▸ Instruções do exercício:
a - No texto sobre política cambial, qual taxa de câmbio Rossi aponta como a mais volátil do sistema financeiro internacional?
b - Reproduza, sem alterações, o trecho do texto sobre política cambial que começa com as palavras "O economista afirma" e termina com "a volatilidade cambial.".

▸ Texto fornecido:
==============================

Rossi salienta que a taxa de câmbio brasileira é a mais volátil do sistema financeiro internacional e isso precisaria mudar. “Política cambial não pode ser tabu. Uma política cambial ativa não deve ser confundida com intervencionismo. A ideia é continuar com um regime de câmbio flutuante, mas usando instrumentos para reduzir a volatilidade da nossa moeda, que é muito sujeita a ciclos especulativos”, afirmou.

O economista afirma que uma menor volatilidade cambial ajuda a conter a inflação. Nesse tema, Rossi também aponta que uma eventual gestão Lula teria uma política mais ampla para desinflacionar a economia, mudando por exemplo a gestão de preços de combustíveis na Petrobras e outras medidas para além da taxa de juros, que, na visão dele, precisa ter um nível menor também para diminuir a volatilidade cambial.

Cauteloso, ele evita falar em mudar as metas de inflação para os próximos anos, mas afirma que elas precisam ser “críveis”. Rossi lembra que o governo Bolsonaro só cumpriu seu objetivo em dois dos quatro anos e avalia que isso é ruim.

==============================

▸ Trechos de dados:
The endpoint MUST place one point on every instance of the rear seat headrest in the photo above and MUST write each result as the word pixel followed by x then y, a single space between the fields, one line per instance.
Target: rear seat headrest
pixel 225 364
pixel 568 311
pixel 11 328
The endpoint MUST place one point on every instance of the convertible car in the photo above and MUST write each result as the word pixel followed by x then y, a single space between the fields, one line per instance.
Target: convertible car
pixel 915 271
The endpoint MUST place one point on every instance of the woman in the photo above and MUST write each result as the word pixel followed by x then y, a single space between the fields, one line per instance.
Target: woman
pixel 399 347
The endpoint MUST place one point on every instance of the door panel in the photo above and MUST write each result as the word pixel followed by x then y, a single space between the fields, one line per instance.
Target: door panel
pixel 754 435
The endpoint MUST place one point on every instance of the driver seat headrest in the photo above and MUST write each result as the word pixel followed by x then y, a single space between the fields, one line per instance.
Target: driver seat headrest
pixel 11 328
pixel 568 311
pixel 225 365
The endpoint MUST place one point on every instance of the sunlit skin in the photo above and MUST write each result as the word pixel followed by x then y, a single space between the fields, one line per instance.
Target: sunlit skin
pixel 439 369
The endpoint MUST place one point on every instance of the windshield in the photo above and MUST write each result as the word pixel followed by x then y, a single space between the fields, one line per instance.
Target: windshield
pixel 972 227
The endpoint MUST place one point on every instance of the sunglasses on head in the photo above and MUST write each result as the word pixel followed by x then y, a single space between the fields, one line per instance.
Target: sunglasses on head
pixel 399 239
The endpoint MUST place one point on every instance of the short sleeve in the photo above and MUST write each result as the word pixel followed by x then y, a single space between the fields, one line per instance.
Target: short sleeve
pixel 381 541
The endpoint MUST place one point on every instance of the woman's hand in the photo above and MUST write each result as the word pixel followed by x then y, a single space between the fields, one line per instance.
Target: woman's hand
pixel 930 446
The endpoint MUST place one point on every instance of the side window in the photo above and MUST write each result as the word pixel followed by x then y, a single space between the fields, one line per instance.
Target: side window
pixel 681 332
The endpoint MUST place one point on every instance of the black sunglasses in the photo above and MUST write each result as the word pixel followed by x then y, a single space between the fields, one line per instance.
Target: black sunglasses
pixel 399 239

==============================

▸ Soluções:
a - A taxa de câmbio brasileira.

b -
O economista afirma que uma menor volatilidade cambial ajuda a conter a inflação. Nesse tema, Rossi também aponta que uma eventual gestão Lula teria uma política mais ampla para desinflacionar a economia, mudando por exemplo a gestão de preços de combustíveis na Petrobras e outras medidas para além da taxa de juros, que, na visão dele, precisa ter um nível menor também para diminuir a volatilidade cambial.